>>>
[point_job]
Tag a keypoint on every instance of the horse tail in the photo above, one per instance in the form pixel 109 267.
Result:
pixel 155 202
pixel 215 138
<<<
- **Instructions for the task**
Transcribe the data above in its entirety, exactly.

- **Output**
[point_job]
Tag a keypoint on every instance of the horse tail in the photo above, one per instance in the form pixel 109 267.
Result:
pixel 155 202
pixel 215 138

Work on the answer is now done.